Article:
-*-*-

This Christmas marks the 100th anniversary one of the most beautifully tragic moments in the history of sport. On Christmas Day, 1914, German and British soldiers removed themselves from their trenches to exchange gifts and fraternize. Many groups played football and far too many of these men would be killed over the next four years of war. This was not the first time sport and war crossed paths. The British played cricket on the eve of Waterloo and soldiers during the American Civil War played baseball, with one Union game reportedly watched by 40,000 soldiers.
Sport in all forms is generally thought to be a proxy for combat. In certain societies it is part of religious ritual or a test of masculinity. It has always been a source of social entertainment. To that end, there are few subjects that inspire a nostalgia stronger than sports. The “I saw this great player” or “I watched that championship team” or “I visited that stadium/arena” are conversation topics that have graced the generations of sporting societies from the Olympic-mad Greeks, hipball-mad Mayans and gladiator-mad Romans to today’s football-mad Europeans, football (of the more violent variety)-mad Americans and cricket-mad South Asians. But as generations, cultures and societies change, so do the sports that provide their entertainment.
Predicting what sports will look like ten or twenty years down the road has become somewhat of a cottage industry. These articles are generally split between either the science of future athletics, for instance the technologies that allow athletes to become to go faster, higher and stronger, and the differing ways in which vast sums of money can be made from those athletes. None (at least that I’ve found) have taken a serious look at what, for lack of a better term, I’ll call the “global sports landscape” will look like further down the road, say 100 years from now. This is probably because many of these predictions, like this one from 2000 looking at sport in 2010 and envisaging ‘gene-doping’ and a global soccer league, are often far too future-centric and ignore the fact that sport, prior to the decades surrounding 1900, had changed very little for centuries.
So what exactly did the global sports landscape look like 100 years ago when Tommy and Fritz went peacefully “over the top”? For the sake of brevity, let’s narrow this conversation to five of the currently most popular sports in terms of attendance, revenue and participation: football/soccer, American football, basketball, cricket and baseball and call them the “Big Five”.
Well, for all intents and purposes there was no “global sports landscape” that anyone today would recognize. Most profound though was the fact that professionalism was just becoming accepted practice after decades of derision at the hands of amateur purists. While the first professional baseball league was founded in the late 1860’s and cricket – both professional and amateur – had been an international spectator sport for over 50 years (the first international match was between the US and Canada, representing the British Empire, in 1844), paying players was outlawed by the Football Association[1] until 1885 and only came into rare practice in the American version in the 1890’s. Basketball, invented only in 1891, was quickly spreading across the US via the YMCA network and became professional in 1898. The fact was that sport was an amateur pastime, played by local clubs or schools against rivals. Sport itself was rarely a for-profit business (sports gambling was another story entirely), let alone a global industry.

-*-*-

Source excerpt:
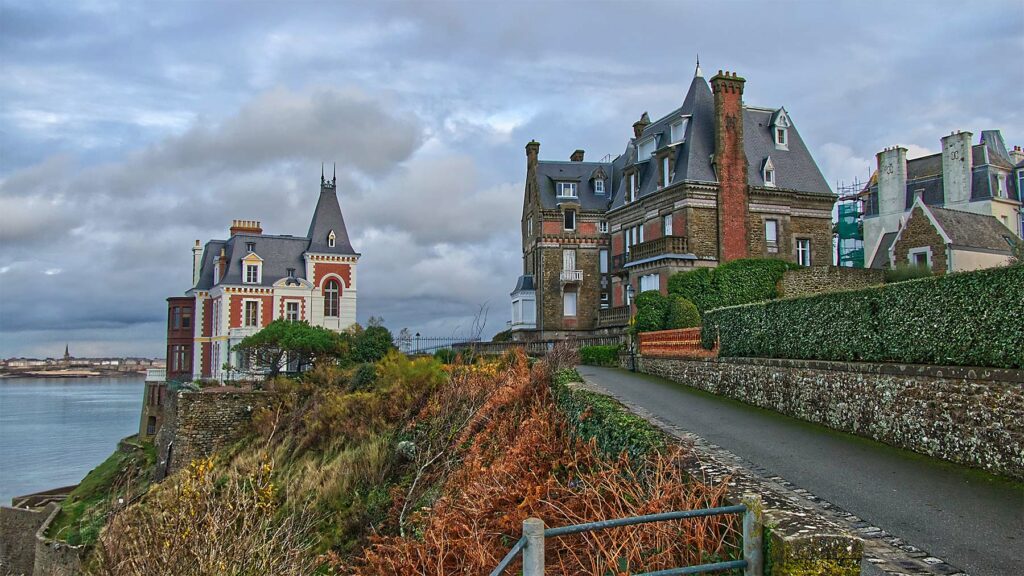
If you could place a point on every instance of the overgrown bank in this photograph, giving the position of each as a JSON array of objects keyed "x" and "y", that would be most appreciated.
[{"x": 424, "y": 469}]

-*-*-

Written request A: Duplicate the passage of the article starting at "Sport in all" and ending at "provide their entertainment.".
Written request B: Summarize the article in two sentences.
The material is separate from the article.

Full solution A:
Sport in all forms is generally thought to be a proxy for combat. In certain societies it is part of religious ritual or a test of masculinity. It has always been a source of social entertainment. To that end, there are few subjects that inspire a nostalgia stronger than sports. The “I saw this great player” or “I watched that championship team” or “I visited that stadium/arena” are conversation topics that have graced the generations of sporting societies from the Olympic-mad Greeks, hipball-mad Mayans and gladiator-mad Romans to today’s football-mad Europeans, football (of the more violent variety)-mad Americans and cricket-mad South Asians. But as generations, cultures and societies change, so do the sports that provide their entertainment.

Full solution B: On Christmas Day, 1914, German and British soldiers left their trenches to exchange gifts and play football, though this was not the first time sport and war had crossed paths. Sports change as generations, cultures and societies change, and a century ago professionalism was only beginning to be accepted, with sport still mostly an amateur pastime rather than a global industry.